The basic output of the sorter would be the BWT'ed input file, in
either the L vector or other suitable format. It would be fairly easy
to graft on a post-transform encoder of any type, or use the output for
other purposes.
I have a rough design, and a bit of code written in C++ to implement
part of the data structure. If I can find some more people to work on
it, we can start an open source project to implement the different
parts. It wouldn't be excessively difficult, just a bit of twiddling
with skip lists and packed bit structures.
There are some references which describe the newer algorithms on my
site (see the last two, by Hon and Sadakane):
http://willets.org/fti.html.
Of course if someone has already done something like this I'd be
grateful for any pointers. There is some older code available for less
efficient algorithms, but I haven't seen any code based on the new
stuff.
Regards,
Kendall Willets
firs...@lastname.org
A short list:
MSufSort http://www.michael-maniscalco.com/msufsort.html
DivSufSort http://homepage3.nifty.com/wpage/
DeepShallow www.mfn.unipmn.it/~manzini/lightweight/
GRZipII http://magicssoft.ru/?folder=projects&page=GRZipII
All of these are very fast and efficient and all have source
code available. However, you might want to decide on a strict
set of qualifiers since various algorithms have their own
individual short comings. Be it memory usage, catastrophic
worst case performance, etc.
Yuta Mori has a recent comparison table on a wide variety of
test sets at
http://translate.google.com/translate?hl=en&sl=ja&u=http://homepage3.nifty.com/wpage/&prev=/search%3Fq%3Dhttp://homepage3.nifty.com/wpage/%26hl%3Den%26lr%3D%26sa%3DG
Also, I would suggest that not just the BWT be produced but also
an option for the suffix array itself since there are now compression
algorithms that require more than the BWT to compress the result
better.
For example, my M03 requires the match length between each suffix
and the next highest sorted suffix to encode correctly. So, the
BWT itself would not be enough in this case.
What would be the performance requirements in terms of
max memory usage, worst case performance etc.?

Stated exercise
Could you reproduce the whole forum thread on suffix sorting above, word for word?

Extracted material
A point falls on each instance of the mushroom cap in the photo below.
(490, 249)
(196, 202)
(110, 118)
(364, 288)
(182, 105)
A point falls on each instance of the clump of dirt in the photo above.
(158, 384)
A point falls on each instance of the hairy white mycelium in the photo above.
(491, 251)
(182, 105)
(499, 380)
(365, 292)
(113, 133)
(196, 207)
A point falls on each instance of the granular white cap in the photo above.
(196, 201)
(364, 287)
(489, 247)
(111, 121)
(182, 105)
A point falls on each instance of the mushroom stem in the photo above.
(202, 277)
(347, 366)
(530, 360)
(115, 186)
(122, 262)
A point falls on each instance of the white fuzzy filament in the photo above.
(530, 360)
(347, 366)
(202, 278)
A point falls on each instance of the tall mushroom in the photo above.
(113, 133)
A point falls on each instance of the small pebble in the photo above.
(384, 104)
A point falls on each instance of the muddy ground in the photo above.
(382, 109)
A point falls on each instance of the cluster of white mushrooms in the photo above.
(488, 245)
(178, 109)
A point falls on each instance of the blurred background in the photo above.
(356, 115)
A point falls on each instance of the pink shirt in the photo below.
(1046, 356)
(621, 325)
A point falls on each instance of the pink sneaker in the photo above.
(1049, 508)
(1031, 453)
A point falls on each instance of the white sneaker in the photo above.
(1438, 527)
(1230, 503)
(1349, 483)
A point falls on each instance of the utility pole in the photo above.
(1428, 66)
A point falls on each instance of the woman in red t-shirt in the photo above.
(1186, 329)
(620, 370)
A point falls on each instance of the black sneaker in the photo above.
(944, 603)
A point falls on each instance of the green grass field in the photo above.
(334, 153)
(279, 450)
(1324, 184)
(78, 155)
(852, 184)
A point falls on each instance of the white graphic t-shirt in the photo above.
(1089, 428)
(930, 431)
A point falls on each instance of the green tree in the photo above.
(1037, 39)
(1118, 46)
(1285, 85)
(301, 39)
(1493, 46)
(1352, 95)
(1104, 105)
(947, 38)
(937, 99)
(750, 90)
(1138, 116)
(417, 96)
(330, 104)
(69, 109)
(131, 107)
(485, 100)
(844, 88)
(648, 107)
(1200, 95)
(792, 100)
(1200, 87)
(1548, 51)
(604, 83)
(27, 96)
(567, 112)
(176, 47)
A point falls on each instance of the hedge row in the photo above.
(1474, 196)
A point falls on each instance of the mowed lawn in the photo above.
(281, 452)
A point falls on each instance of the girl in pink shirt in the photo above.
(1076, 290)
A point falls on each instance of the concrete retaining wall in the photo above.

Result
The basic output of the sorter would be the BWT'ed input file, in
either the L vector or other suitable format. It would be fairly easy
to graft on a post-transform encoder of any type, or use the output for
other purposes.
I have a rough design, and a bit of code written in C++ to implement
part of the data structure. If I can find some more people to work on
it, we can start an open source project to implement the different
parts. It wouldn't be excessively difficult, just a bit of twiddling
with skip lists and packed bit structures.
There are some references which describe the newer algorithms on my
site (see the last two, by Hon and Sadakane):
http://willets.org/fti.html.
Of course if someone has already done something like this I'd be
grateful for any pointers. There is some older code available for less
efficient algorithms, but I haven't seen any code based on the new
stuff.
Regards,
Kendall Willets
firs...@lastname.org
A short list:
MSufSort http://www.michael-maniscalco.com/msufsort.html
DivSufSort http://homepage3.nifty.com/wpage/
DeepShallow www.mfn.unipmn.it/~manzini/lightweight/
GRZipII http://magicssoft.ru/?folder=projects&page=GRZipII
All of these are very fast and efficient and all have source
code available. However, you might want to decide on a strict
set of qualifiers since various algorithms have their own
individual short comings. Be it memory usage, catastrophic
worst case performance, etc.
Yuta Mori has a recent comparison table on a wide variety of
test sets at
http://translate.google.com/translate?hl=en&sl=ja&u=http://homepage3.nifty.com/wpage/&prev=/search%3Fq%3Dhttp://homepage3.nifty.com/wpage/%26hl%3Den%26lr%3D%26sa%3DG
Also, I would suggest that not just the BWT be produced but also
an option for the suffix array itself since there are now compression
algorithms that require more than the BWT to compress the result
better.
For example, my M03 requires the match length between each suffix
and the next highest sorted suffix to encode correctly. So, the
BWT itself would not be enough in this case.
What would be the performance requirements in terms of
max memory usage, worst case performance etc.?